Records to use:
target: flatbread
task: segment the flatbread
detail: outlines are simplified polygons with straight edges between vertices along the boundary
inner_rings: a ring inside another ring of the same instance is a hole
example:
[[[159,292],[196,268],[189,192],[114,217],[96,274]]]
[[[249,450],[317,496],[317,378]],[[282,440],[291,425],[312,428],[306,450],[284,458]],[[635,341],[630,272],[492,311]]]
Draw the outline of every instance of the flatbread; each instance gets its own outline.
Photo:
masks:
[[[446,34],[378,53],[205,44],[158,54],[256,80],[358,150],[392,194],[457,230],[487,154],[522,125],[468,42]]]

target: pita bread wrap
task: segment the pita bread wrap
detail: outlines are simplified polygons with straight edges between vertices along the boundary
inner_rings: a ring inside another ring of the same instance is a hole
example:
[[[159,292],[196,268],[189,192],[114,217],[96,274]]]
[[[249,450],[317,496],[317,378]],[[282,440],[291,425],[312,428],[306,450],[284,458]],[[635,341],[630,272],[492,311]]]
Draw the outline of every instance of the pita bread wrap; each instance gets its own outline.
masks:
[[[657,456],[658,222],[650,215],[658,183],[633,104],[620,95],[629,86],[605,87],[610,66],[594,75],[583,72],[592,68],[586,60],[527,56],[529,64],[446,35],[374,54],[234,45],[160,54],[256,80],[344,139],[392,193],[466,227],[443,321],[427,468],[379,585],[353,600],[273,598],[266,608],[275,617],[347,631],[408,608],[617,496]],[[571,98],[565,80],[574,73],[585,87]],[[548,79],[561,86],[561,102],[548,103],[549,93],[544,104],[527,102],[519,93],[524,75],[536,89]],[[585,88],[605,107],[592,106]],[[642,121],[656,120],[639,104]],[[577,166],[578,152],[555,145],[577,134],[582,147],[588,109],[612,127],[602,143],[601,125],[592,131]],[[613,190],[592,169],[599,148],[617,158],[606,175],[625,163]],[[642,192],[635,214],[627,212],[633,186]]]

Goal:
Make an exact copy of every entry.

Task output:
target: flatbread
task: segment the flatbread
detail: outlines are simplified polygons with straight edges between vertices along the boundary
inner_rings: a ring inside another ring of the same instance is a hole
example:
[[[159,292],[196,268],[189,192],[114,217],[96,274]]]
[[[249,450],[317,496],[317,378]],[[282,440],[291,425],[312,428],[306,450],[284,458]],[[635,341],[630,272],[492,311]]]
Draw the outline of every instance of the flatbread; each instance gets its own outline.
Photo:
masks:
[[[446,34],[378,53],[205,44],[158,54],[256,80],[358,150],[392,194],[457,230],[487,154],[522,125],[468,42]]]

target: pita bread wrap
task: segment the pita bread wrap
detail: outlines are simplified polygons with straight edges between vertices along the boundary
inner_rings: a ring inside another ring of the same instance is a hole
example:
[[[159,292],[196,268],[189,192],[114,217],[96,274]]]
[[[249,450],[317,496],[317,378]],[[282,440],[291,425],[312,428],[306,450],[284,458]],[[635,341],[630,272],[492,311]]]
Draw the outline of every instance of the pita bread wrap; each instance gets its own outline.
masks:
[[[657,456],[658,222],[650,215],[658,183],[633,104],[620,95],[629,86],[605,87],[610,66],[594,75],[583,72],[592,68],[586,60],[527,56],[529,64],[446,35],[374,54],[234,45],[160,54],[256,80],[344,139],[392,193],[466,227],[443,321],[427,468],[379,585],[353,600],[273,598],[266,608],[275,617],[347,631],[408,608],[617,496]],[[571,98],[565,80],[574,73],[585,87]],[[548,79],[561,86],[561,102],[548,103],[549,93],[544,104],[527,102],[519,93],[524,75],[536,89]],[[585,88],[605,107],[592,106]],[[642,121],[656,120],[639,104]],[[577,166],[578,152],[555,145],[577,134],[582,147],[588,109],[612,127],[602,143],[601,125],[592,131]],[[613,190],[592,169],[599,148],[617,158],[606,175],[625,163]],[[642,192],[635,214],[627,212],[633,186]]]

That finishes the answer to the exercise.